#### DATA FOR THE TASK ####

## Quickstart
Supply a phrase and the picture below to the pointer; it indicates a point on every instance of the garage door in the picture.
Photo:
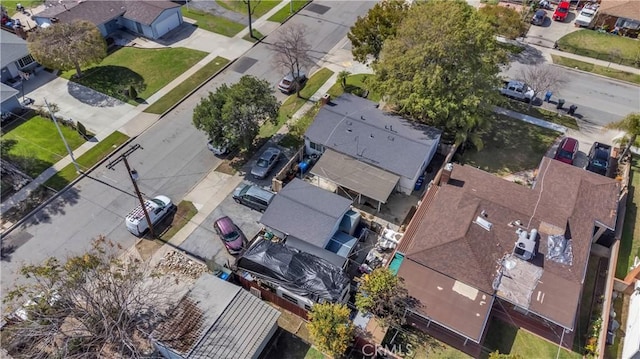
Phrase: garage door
(167, 24)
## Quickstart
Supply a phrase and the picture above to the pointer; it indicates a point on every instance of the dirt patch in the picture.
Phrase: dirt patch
(147, 248)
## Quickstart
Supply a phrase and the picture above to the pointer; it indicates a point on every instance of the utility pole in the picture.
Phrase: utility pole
(133, 175)
(55, 121)
(248, 2)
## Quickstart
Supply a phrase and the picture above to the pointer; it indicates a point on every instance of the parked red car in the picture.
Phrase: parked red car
(567, 150)
(561, 11)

####

AIM OF THE EXERCISE:
Swap "pointer" for "locator" everywhere it appears in the records above, changing nothing else. Write out all the records, and leave the pictures out.

SOLUTION FOR THIS EXERCISE:
## Quickstart
Supply a phrase and the picture below to the locator; it indicates a point on every instance of the garage door in the picture.
Photo:
Phrase: garage door
(167, 24)
## Quickstart
Supply a phrase and the picture above to the locator; it indicates a point on every instance of the dirt patch in the picture.
Phrase: dirt patch
(147, 248)
## Quickstart
Supply a phrase and the picture above to the locator; it indicates a point on every instance of the utility pole in the picture.
Phrase: utility pole
(133, 175)
(55, 121)
(248, 2)
## Quickstart
Supply a phrase and the picture above to the locator; it indicates a point on every instance of the parked red car in the picture.
Phrase: parked red car
(567, 150)
(561, 11)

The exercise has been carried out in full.